Excerpt provided:
G. B. Lansing has two one story brick and stone business houses in this list. Albert Wright has one two story brick and stone business house. The Odd Fellows are erecting a two story brick and stone business house and Dr. W. F. Osborn is doing likewise. These business houses have been very much needed. They are all modern in their equipment and will be a great improvement for the transaction of the business of the town.

 

Mr. Lowe is building two residences on north Ninth street, both of good size and well made. F. C, Hatch has so remodeled the old "Reed" property on south Eighth street that it is virtually a new house and when completed will be one of the largest in the city.

 

J. W. Spurgeon is erecting a large iron clad building 50x30 to be used as a shop for turning out finished carpenter work. He will use a gasoline engine for power and will have the best if machinery.

 

Another enterprise of moment to our city, is the erection of a local telephone line. Work is now in progress. It will take an expenditure of several thousand dollars to complete the lines. There are 66 phones already taken and others are talking of it. This will be a great convenience for our city.

Direction: Resume the account of new buildings and improvements in the town, starting after its last sentence about the telephone line. The records have no role in this exercise.

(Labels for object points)
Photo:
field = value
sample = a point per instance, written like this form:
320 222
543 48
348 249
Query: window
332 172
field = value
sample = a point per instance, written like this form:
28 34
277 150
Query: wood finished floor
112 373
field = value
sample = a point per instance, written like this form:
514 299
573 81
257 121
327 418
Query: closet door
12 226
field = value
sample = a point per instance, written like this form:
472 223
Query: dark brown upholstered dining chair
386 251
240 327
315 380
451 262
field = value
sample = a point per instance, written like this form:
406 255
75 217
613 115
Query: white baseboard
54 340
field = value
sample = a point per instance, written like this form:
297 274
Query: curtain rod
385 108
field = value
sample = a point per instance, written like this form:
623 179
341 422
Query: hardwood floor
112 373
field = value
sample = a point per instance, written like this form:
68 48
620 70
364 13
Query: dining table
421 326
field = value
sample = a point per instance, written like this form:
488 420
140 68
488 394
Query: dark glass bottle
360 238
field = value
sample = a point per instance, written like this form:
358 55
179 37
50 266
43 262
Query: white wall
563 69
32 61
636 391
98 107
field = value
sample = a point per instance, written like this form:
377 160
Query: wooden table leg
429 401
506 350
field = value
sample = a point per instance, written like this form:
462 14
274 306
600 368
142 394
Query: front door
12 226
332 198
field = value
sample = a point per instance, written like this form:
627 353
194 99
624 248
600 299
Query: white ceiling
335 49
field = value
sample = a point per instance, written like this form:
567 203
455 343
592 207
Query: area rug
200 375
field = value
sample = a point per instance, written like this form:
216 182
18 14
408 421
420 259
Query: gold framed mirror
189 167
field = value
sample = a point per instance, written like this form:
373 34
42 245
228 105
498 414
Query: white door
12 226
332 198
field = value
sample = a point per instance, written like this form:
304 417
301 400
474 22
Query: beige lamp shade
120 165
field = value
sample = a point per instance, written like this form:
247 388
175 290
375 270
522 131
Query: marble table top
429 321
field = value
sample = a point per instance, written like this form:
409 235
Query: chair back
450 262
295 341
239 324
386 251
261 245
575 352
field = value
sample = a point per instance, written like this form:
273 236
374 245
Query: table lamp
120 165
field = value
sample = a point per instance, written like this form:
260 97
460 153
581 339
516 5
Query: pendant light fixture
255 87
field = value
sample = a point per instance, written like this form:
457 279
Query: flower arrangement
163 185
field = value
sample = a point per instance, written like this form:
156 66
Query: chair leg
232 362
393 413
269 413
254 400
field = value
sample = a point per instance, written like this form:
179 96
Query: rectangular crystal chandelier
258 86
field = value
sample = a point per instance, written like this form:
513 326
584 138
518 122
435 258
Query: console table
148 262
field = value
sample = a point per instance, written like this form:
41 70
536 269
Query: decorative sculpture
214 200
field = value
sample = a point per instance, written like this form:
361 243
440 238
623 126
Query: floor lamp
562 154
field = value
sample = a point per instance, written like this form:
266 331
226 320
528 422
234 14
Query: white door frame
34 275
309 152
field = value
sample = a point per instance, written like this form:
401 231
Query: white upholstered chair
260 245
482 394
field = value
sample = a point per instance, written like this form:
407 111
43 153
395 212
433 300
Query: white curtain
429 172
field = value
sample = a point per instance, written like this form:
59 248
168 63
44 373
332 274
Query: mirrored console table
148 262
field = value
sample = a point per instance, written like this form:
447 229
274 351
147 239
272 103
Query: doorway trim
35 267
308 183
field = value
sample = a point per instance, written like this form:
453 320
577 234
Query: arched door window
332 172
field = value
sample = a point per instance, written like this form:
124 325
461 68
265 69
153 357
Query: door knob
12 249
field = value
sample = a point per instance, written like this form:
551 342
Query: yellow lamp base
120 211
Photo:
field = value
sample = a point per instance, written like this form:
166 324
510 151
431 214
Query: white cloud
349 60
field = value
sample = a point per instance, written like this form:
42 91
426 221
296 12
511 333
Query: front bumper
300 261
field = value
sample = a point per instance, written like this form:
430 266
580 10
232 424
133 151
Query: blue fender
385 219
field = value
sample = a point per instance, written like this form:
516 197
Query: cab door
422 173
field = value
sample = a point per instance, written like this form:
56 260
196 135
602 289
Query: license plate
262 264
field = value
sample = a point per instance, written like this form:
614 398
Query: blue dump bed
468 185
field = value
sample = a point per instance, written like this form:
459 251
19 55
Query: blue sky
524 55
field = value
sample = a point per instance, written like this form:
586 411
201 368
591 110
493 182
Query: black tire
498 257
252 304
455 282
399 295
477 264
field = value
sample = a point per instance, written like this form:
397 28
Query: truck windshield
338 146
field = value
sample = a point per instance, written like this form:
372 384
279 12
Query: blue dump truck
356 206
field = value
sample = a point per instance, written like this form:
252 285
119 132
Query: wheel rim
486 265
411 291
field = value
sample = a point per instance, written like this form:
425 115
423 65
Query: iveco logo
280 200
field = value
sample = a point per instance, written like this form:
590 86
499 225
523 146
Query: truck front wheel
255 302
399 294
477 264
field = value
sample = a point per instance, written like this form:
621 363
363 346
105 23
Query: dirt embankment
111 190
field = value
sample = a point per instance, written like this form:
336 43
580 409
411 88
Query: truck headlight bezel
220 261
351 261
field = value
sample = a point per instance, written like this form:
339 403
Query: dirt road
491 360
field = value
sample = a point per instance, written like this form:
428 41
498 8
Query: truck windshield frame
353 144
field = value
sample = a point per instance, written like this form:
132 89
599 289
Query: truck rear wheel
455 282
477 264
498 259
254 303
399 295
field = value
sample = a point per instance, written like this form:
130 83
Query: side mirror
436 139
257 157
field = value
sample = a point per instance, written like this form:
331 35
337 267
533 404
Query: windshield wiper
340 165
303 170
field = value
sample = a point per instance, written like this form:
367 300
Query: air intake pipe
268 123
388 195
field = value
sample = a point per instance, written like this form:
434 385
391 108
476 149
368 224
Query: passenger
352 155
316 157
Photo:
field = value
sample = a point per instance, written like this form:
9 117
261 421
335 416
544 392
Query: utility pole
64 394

--

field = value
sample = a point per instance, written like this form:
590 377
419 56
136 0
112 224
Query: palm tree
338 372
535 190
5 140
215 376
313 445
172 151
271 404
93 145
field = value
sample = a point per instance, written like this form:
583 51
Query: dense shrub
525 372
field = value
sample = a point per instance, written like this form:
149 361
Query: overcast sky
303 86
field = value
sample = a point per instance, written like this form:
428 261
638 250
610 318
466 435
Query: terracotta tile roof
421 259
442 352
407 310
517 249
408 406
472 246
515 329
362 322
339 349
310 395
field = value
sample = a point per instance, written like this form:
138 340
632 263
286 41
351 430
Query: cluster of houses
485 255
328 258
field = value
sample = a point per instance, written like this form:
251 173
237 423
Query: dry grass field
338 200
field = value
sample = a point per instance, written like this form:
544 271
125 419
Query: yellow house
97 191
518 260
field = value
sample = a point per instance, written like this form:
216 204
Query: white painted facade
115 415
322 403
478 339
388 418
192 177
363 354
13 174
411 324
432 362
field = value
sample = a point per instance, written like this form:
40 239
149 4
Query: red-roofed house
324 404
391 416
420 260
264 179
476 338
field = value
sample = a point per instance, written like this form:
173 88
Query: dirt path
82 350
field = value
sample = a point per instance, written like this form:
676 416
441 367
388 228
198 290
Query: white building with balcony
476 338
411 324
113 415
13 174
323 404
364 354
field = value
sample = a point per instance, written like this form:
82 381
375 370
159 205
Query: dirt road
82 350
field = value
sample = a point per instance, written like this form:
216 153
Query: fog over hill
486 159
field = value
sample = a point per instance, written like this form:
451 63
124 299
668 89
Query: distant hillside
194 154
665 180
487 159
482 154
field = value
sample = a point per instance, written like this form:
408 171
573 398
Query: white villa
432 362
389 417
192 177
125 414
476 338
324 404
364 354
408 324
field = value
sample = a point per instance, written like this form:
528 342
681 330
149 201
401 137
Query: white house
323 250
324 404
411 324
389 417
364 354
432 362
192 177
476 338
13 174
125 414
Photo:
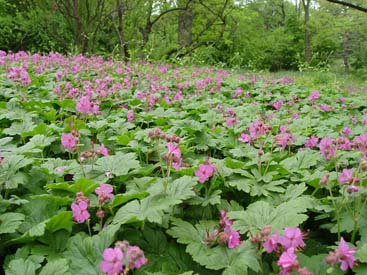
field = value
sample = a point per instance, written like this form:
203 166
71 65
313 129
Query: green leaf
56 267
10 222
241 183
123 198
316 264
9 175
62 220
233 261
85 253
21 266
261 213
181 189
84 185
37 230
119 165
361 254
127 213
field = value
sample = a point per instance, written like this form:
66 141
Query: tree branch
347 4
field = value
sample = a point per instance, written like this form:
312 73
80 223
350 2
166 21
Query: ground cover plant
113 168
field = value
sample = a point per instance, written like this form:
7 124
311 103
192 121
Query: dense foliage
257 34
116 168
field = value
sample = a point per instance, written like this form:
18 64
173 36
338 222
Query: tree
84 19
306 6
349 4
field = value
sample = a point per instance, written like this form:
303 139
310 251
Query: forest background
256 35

Answer to this task:
A few weeks since we gave a detailed account of the new gymnasium. When completed it will be the largest building in the city. The dimensions are 80x110 and virtually three stories high. It is a beautiful stone structure and would be a credit to any large city. It is probably the largest college gymnasium in the West. A gentleman living out of the city, but who takes the Ledger, was here a few days since. He remarked when looking at the new gymnasium, "I read your description of the building but had no idea of its great magnitude. I believe it will aid you much in securing students." When completed the gymnasium is to have a swimming pool, baths, running track and everything necessary to develop the best physical manhood and womanhood. We hope in a short time to give our readers a picture of this handsome building.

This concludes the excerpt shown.